-- Exercise details --
Only the closing portion of the entries is to be reproduced: the line containing "Target: chandelier" through the very last line, exactly as written.

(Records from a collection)

"""

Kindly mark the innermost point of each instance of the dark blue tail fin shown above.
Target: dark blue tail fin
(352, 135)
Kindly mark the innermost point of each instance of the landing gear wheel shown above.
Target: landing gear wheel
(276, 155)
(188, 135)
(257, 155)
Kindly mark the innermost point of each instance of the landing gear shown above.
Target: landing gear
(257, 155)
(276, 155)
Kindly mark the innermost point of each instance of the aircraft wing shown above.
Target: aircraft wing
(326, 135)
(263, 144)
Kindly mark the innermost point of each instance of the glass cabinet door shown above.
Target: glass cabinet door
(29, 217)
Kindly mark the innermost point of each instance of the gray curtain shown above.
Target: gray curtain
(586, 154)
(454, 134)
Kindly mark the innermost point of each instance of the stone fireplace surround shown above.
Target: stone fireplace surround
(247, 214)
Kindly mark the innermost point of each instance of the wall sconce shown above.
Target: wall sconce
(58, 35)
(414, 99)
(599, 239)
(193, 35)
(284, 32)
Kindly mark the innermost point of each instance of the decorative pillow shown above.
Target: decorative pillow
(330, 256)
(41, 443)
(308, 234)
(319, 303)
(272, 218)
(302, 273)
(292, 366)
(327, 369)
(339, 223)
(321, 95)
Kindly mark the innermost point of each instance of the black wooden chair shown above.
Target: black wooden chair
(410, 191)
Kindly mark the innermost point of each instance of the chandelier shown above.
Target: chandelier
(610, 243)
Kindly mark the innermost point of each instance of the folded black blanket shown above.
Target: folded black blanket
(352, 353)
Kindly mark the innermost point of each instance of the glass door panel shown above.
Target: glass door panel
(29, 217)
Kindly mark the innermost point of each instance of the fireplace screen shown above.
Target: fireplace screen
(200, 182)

"""

-- Output of the task --
Target: chandelier
(610, 243)
Kindly mark the innermost point of each instance of the folded black blanket shown above.
Target: folded black blanket
(352, 353)
Kindly mark the innermost point of each instance of the glass door panel shown above.
Target: glass door panel
(29, 217)
Kindly mark the innermost point of each instance of the fireplace screen shown above.
Target: fireplace screen
(200, 182)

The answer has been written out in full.